■ TASK OBJECTIVE
Where a line below holds the string "outline", that line goes into the answer.

■ DATA FOR PROCESSING
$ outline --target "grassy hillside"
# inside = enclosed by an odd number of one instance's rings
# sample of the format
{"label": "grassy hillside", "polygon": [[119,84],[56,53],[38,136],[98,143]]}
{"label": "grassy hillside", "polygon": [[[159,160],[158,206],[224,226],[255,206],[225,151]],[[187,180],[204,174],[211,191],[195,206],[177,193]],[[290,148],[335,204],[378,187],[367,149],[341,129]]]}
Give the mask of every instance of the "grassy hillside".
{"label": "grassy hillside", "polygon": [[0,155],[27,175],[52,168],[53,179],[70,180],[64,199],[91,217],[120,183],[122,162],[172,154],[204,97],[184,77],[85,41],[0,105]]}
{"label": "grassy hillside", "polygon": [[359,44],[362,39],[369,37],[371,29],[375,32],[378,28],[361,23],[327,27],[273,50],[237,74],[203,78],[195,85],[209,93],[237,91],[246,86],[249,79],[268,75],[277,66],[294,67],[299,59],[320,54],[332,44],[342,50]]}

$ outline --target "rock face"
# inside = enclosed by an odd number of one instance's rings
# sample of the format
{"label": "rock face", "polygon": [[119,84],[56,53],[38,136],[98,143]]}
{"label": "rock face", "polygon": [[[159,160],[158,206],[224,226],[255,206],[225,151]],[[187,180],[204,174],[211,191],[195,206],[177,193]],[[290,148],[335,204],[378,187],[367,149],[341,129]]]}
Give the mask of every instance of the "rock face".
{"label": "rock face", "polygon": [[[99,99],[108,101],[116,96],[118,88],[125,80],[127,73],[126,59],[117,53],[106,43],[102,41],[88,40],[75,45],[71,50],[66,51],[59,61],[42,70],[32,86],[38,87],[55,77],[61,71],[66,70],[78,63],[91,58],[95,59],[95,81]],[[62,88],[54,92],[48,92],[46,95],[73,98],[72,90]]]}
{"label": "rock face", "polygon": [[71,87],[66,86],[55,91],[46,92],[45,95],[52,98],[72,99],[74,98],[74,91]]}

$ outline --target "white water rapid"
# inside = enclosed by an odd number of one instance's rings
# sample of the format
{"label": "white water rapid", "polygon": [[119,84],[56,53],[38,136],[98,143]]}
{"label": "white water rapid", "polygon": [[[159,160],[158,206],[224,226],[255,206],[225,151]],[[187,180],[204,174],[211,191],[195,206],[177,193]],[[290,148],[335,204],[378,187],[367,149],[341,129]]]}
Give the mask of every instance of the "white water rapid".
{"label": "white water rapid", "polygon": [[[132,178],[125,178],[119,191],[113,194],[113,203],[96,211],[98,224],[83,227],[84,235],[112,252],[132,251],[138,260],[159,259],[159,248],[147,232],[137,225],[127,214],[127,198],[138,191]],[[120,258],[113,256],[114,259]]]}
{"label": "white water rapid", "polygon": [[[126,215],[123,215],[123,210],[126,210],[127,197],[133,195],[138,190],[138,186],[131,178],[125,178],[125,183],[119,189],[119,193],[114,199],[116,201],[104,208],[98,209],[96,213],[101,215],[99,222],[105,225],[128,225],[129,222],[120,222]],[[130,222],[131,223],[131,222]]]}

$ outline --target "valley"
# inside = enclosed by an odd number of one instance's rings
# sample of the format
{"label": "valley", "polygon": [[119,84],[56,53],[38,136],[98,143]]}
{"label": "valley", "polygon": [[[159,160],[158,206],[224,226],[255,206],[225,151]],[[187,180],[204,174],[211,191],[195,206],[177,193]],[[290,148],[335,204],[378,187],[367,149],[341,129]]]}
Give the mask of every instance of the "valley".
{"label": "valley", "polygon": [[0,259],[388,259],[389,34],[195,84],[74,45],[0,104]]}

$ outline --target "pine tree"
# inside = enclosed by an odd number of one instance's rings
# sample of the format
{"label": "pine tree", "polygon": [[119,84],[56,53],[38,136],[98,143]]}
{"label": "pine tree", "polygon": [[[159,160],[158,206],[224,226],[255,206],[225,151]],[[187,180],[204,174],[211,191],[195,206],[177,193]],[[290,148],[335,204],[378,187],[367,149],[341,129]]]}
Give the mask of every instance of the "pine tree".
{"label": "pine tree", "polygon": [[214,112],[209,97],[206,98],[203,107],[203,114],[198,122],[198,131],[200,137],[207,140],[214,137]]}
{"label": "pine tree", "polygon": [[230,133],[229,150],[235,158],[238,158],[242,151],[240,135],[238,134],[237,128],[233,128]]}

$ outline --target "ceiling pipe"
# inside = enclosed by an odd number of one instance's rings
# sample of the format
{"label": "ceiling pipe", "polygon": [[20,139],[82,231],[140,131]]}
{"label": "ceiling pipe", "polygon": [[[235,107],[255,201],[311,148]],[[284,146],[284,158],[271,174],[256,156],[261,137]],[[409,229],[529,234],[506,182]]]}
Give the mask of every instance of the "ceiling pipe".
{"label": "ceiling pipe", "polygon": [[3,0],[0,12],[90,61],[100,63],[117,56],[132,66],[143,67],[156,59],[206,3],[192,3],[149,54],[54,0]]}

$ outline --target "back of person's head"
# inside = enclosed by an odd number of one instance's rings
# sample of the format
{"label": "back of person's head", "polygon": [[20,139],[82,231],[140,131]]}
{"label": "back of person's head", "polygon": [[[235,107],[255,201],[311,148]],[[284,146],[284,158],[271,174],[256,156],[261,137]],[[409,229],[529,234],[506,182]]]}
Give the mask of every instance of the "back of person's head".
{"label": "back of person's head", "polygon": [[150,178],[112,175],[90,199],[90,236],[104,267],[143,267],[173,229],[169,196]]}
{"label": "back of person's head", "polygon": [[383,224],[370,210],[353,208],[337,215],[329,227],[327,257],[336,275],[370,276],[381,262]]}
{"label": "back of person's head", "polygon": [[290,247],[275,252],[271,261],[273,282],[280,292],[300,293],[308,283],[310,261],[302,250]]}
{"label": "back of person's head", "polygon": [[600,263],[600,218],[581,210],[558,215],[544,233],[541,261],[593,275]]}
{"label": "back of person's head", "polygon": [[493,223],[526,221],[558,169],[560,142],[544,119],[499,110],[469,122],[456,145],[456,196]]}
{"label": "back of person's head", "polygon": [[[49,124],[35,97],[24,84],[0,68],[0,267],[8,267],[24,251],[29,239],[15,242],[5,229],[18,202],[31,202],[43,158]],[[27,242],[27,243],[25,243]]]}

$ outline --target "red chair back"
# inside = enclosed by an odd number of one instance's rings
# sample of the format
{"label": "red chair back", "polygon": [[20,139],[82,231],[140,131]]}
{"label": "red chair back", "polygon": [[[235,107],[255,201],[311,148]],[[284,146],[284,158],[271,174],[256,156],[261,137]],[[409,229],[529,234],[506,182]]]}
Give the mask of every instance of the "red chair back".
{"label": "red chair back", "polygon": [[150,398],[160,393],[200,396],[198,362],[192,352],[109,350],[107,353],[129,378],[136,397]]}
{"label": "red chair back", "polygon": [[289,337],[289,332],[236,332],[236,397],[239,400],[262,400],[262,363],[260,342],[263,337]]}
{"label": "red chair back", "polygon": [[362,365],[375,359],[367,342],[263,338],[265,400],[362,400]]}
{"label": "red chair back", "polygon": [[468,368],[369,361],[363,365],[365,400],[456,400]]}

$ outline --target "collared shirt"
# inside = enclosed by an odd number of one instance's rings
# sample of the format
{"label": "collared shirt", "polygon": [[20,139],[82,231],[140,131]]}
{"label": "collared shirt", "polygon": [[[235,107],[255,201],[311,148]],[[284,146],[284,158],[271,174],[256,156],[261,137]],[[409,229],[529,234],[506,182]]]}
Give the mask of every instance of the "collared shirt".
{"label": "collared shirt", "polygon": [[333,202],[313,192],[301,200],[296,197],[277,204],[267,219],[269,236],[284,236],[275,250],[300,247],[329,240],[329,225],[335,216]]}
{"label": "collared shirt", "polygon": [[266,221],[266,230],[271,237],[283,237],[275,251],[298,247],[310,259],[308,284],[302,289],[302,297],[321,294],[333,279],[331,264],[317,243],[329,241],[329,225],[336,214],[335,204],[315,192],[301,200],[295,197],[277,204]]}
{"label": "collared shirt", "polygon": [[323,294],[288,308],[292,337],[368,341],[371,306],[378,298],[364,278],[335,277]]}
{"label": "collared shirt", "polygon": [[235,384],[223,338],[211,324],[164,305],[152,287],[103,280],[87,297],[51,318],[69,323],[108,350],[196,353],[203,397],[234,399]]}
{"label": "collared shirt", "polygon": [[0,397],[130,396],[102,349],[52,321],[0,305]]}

■ WRITTEN RESPONSE
$ outline --target "grassy hillside"
$ outline --target "rock face"
$ outline --target "white water rapid"
$ outline --target "valley"
$ outline --target "pine tree"
$ outline --target "ceiling pipe"
$ outline --target "back of person's head"
$ outline --target "red chair back"
$ outline --target "collared shirt"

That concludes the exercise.